■ Task requirements ■
Here the job is to restate every entry word for word.

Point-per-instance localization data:
============

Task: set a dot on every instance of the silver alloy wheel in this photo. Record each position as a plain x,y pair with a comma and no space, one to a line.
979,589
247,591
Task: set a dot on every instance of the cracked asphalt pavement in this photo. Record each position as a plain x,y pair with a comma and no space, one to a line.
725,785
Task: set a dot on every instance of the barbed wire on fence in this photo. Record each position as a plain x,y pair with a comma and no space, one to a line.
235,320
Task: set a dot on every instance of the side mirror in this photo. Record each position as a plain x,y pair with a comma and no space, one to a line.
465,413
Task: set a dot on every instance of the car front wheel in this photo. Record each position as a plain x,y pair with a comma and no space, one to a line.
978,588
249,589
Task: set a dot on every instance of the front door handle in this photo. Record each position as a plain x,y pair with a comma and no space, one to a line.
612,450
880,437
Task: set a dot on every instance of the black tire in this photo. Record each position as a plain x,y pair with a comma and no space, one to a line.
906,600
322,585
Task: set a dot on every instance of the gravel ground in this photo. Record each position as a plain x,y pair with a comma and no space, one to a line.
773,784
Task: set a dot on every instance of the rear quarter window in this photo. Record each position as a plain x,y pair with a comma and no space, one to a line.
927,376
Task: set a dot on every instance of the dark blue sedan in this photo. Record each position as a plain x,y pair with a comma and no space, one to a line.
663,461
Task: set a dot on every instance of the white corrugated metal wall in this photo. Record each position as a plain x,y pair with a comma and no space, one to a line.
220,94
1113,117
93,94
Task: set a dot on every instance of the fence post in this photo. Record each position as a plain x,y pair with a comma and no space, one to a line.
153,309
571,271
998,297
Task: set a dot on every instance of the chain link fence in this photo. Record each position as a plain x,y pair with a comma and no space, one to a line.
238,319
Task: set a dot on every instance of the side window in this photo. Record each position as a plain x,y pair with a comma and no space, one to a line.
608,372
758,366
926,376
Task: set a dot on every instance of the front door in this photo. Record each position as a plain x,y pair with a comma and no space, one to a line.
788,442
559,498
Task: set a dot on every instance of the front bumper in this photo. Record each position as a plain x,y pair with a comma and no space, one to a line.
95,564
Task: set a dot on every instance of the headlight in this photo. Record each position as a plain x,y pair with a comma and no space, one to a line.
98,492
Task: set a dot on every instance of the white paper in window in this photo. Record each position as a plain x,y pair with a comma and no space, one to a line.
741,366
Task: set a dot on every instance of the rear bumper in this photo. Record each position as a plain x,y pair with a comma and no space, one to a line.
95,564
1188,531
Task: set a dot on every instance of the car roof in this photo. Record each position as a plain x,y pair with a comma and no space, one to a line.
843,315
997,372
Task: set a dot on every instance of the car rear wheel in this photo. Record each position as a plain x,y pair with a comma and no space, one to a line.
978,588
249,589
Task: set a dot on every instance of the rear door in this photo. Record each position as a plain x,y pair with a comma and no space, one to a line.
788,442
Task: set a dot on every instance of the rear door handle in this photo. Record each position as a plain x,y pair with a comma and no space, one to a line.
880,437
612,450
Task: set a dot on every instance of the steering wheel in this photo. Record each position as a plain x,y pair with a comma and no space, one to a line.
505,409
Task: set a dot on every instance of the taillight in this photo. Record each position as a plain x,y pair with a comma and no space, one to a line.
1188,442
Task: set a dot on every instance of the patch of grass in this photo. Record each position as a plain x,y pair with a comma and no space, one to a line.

============

■ Completed exercise ■
Task: set a dot on every instance of the silver alloy wheel in this photo. Record each position as a plain x,y pair with a comma and no space, one to a line.
979,589
247,591
Task: set a dot on every instance of the cracked asphalt pavement in this photo. Record each position as a plain x,y pair with a comma and no space, one to a line.
725,785
Task: set a dot on every instance of the barbed wire on fence in this photo. Record each position as a plain x,y pair with a comma and no space, one to a line.
235,320
Task: set a dot on every instance of the side mirror in this photo. Record each position as a plain x,y pair with a comma and no space, one to a line.
465,413
Task: set a dot on every instance of the car front wheel in this photo. Record each position as a plain x,y pair with a comma and no space, one to a line.
978,588
249,589
Task: set a dot on every instance of the front door handle in this photo. Record each position as a plain x,y pair with a comma and no space, one to a line.
612,450
880,437
Task: set a dot on every instance of the black tire in this photo. Record each position as a plain x,y pair with a comma and no space, one to a line.
906,600
322,585
Task: set a dot on every instance of the gravel ground in this photo. Record each position as a plain x,y pair with a comma and no space, one to a line.
773,784
Task: set a dot on every instance of the rear quarter window in this photo. Record each position as a plain x,y pair with a comma and no space, one to a line.
927,376
Task: set a dot on every instance of the dark blue sedan in this photo. Record each position as a plain x,y pair with a comma and no space, one to a line.
663,461
Task: set a dot on every instance of the white corrugated metal wall in this photo. Record each position as a plain x,y pair with a comma and no space, one to a line.
220,94
1113,117
93,94
Task: set a dot on every instance of the fence post in this photo. Record each position as a plain x,y pair with a comma and no space, one to a line.
153,309
571,271
998,297
Task: set a dot on every instance of the chain link fence in this photo. Record each position as a plain x,y pair with a comma and no space, one to a line.
238,319
Task: set a dot on every instance of the side window in this photo. Record each position as a plain x,y pair with a comma and no space, one to a line.
608,372
758,366
926,376
Task: set a dot on every instance of the front door in this photo. Record each position as a plain x,y pair with a comma and no space, one to a line.
788,442
559,498
Task: set a dot on every instance of the front bumper in this photo. Record each position as a plain x,y pair with a comma and no space, one to a line.
95,564
Task: set a dot on every instance of the headlight in this photo. Record each position as a plain x,y pair with a comma and no space, one to a line.
98,492
Task: set a dot on every instance of the white paper in window in this photo. Record each position as a plain x,y pair with a comma and no space, one to a line.
741,366
Task: set a dot on every instance of the rear bumper in this photo. Record each position as a plain x,y pair with a comma and no space, one to a line.
95,564
1188,531
Task: set a dot on every instance of the car roof in this photo. Record each position as a plain x,y pair with a comma and no space, one to a line.
843,315
997,372
Task: set a dot on every instance of the car rear wheel in this photo. Record each position as a plain x,y pair with a comma and no space, one to a line.
978,588
249,589
Task: set a dot on every instance of the rear door in this photo. Record each position as a plain x,y pair with a comma and no space, one to a line.
788,442
Task: set a dot on every instance of the rear door handle in this photo. Record each position as a plain x,y pair with a comma and no space, one to a line.
880,437
612,450
Task: set a dot on every instance of the steering wheel in this photo. Record each position as a plain x,y pair with a comma and no space, one to a line.
505,409
Task: set a dot on every instance of the taillight in this photo. Record each position as a plain x,y pair with a comma and no space, one to a line.
1188,442
Task: set a dot on every instance of the patch of grass in this photo. Record each position as a plain x,y pair with a comma and no space, one to a line.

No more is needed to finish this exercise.